===== 引文

ICrawlerRecord、ITaskQueue实现

再来看ICrawlerRecord和ITaskQueue的实现：
最早的DB版CrawlerRecordDB.java：

package com.std4453.crawlerlab.crawler;

import com.std4453.crawlerlab.concurrent.PreparedStatementFactory;
import com.std4453.crawlerlab.db.DB;
import org.apache.commons.pool2.impl.GenericObjectPool;

import java.sql.PreparedStatement;
import java.sql.ResultSet;
import java.sql.SQLException;

/**
 * Implementation of {@link ICrawlerRecord} using a database.
 */
public class CrawlerRecordDB implements ICrawlerRecord {
    private DB db;
    private GenericObjectPool<PreparedStatement> selectStmtPool;
    private GenericObjectPool<PreparedStatement> insertStmtPool;

    public CrawlerRecordDB(DB db) {
        this.db = db;
    }

    @Override
    public boolean pageCrawled(String url) {
        try {
            PreparedStatement selectStmt = this.selectStmtPool.borrowObject();
            selectStmt.setString(1, url);
            ResultSet result = selectStmt.executeQuery();
            boolean hasNext = result.next();
            result.close();
            this.selectStmtPool.returnObject(selectStmt);

            return hasNext;
        } catch (Exception e) {
            e.printStackTrace();
            return true;
        }
    }

    @Override
    public void insertPage(String url) {
        try {
            PreparedStatement insertStmt = this.insertStmtPool.borrowObject();
            insertStmt.setString(1, url);
            insertStmt.execute();
            this.insertStmtPool.returnObject(insertStmt);
        } catch (Exception e) {
            e.printStackTrace();
        }
    }

    @Override
    public void beforeCrawl() {
        try {
            this.db.runSQL2("TRUNCATE Record;");

            String selectSQL = "SELECT * FROM Record WHERE URL = ?;";
            PreparedStatementFactory selectFactory =
                    new PreparedStatementFactory(this.db, selectSQL);
            this.selectStmtPool = new GenericObjectPool<>(selectFactory);
            String insertSQL = "INSERT INTO record (URL) VALUES (?);";
            PreparedStatementFactory insertFactory =
                    new PreparedStatementFactory(this.db, insertSQL);
            this.insertStmtPool = new GenericObjectPool<>(insertFactory);

            System.out.println("DB initialized.");
        } catch (SQLException e) {
            e.printStackTrace();
        }
    }

    @Override
    public void afterCrawl() {
        this.db.close();
    }
}

现在在用的HashSet版CrawlerRecordSet.java：

package com.std4453.crawlerlab.crawler;

import java.util.HashSet;
import java.util.Set;

/**
 * Implementation of {@link ICrawlerRecord} using a {@link HashSet} as storage.

==========
===== 所给材料

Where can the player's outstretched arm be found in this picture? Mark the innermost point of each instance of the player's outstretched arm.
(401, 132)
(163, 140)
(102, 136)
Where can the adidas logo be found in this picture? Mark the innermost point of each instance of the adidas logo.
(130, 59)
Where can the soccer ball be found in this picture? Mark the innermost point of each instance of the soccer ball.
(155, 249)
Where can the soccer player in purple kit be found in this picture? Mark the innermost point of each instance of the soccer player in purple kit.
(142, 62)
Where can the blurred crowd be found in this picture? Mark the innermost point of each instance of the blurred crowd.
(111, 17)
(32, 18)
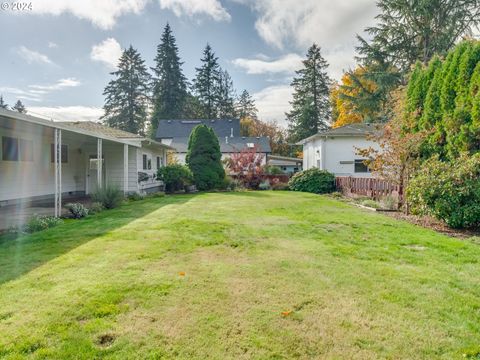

==========

**练习目标**
A. 根据引文，现在在用的是哪个版本的ICrawlerRecord实现？
B. 请从引文中抄录从“import java.sql.PreparedStatement;”到“using a database.”之间的文字，首尾两处都包括在内。
C. 请根据引文说明，CrawlerRecordDB中的pageCrawled方法是如何判断某个URL是否已被爬取的。
作答时只依据引文，不参考材料。

**练习答案**
A. 现在在用的是HashSet版的CrawlerRecordSet.java。

B.
import java.sql.PreparedStatement;
import java.sql.ResultSet;
import java.sql.SQLException;

/**
 * Implementation of {@link ICrawlerRecord} using a database.

C. 该方法从池中取出执行“SELECT * FROM Record WHERE URL = ?;”的预编译语句，并把URL填入参数后执行查询。若结果集中有记录，即result.next()为真，就返回true，表示该页面已被爬取。若执行过程中出现异常，也返回true。